▸ Source records:
----

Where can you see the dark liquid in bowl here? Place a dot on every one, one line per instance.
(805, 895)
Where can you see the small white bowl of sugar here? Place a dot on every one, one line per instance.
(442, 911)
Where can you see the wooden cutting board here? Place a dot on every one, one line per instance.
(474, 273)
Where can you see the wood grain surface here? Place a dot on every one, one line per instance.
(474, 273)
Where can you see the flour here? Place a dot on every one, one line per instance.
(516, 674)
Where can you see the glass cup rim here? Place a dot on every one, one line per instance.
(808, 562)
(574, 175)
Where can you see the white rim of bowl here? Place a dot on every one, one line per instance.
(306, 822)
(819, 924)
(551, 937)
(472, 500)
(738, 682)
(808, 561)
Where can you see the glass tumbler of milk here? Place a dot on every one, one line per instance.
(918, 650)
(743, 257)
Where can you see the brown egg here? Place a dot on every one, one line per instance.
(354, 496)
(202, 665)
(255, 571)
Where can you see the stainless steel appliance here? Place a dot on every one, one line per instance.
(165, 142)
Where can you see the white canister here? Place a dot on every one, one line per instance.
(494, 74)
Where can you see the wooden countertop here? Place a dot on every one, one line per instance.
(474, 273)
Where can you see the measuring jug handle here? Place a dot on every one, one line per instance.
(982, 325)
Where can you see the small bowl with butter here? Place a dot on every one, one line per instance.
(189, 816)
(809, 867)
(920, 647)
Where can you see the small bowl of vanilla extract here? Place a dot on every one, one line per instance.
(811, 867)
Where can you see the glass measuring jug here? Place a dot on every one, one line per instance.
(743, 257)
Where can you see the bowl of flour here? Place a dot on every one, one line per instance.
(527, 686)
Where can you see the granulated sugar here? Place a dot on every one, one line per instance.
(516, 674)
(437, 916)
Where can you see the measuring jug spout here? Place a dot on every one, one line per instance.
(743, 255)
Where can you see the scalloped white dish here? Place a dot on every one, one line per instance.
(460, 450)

----

Return all of the data above verbatim, keeping every line in its original order.

▸ EXERCISE SOLUTION:
Where can you see the dark liquid in bowl here? Place a dot on every one, one line per instance.
(805, 895)
Where can you see the small white bowl of sugar here? Place a dot on every one, one line per instance.
(442, 911)
Where can you see the wooden cutting board here? Place a dot on every one, one line per instance.
(474, 273)
Where can you see the wood grain surface here? Place a dot on every one, one line per instance.
(474, 273)
Where can you see the flour here? Place a dot on every one, one line per instance.
(516, 674)
Where can you see the glass cup rim here? Place a dot on every one, one line per instance.
(808, 562)
(574, 175)
Where can you see the white rim of bowl here? Place a dot on every one, one line per instance.
(306, 822)
(819, 924)
(551, 937)
(472, 500)
(738, 682)
(808, 561)
Where can you see the glass tumbler of milk here? Place a dot on every one, one line per instance.
(918, 650)
(743, 257)
Where can you see the brown egg here? Place a dot on every one, one line per instance.
(354, 496)
(202, 665)
(255, 571)
Where can you see the stainless steel appliance here? Place a dot on every one, one line per instance.
(165, 142)
Where can you see the white canister here? Place a dot on every one, one line per instance.
(494, 74)
Where can you see the wooden countertop here? Place a dot on every one, one line per instance.
(474, 273)
Where can you see the measuring jug handle here? Place a dot on every one, one line per instance.
(982, 325)
Where can you see the small bowl with butter here? Place a dot on every one, one line per instance.
(189, 816)
(809, 867)
(920, 647)
Where can you see the small bowl of vanilla extract here? Place a dot on every one, one line per instance.
(811, 867)
Where can you see the glass measuring jug here? Place a dot on every one, one line per instance.
(743, 257)
Where can you see the bowl of flour here? Place a dot on every one, one line per instance.
(527, 686)
Where can you see the granulated sugar here? Place a dot on every one, one line per instance.
(516, 674)
(437, 916)
Where can you see the measuring jug spout here? Place a dot on every one, one line per instance.
(743, 255)
Where can you see the scalloped white dish here? Place a dot on every one, one line per instance.
(460, 450)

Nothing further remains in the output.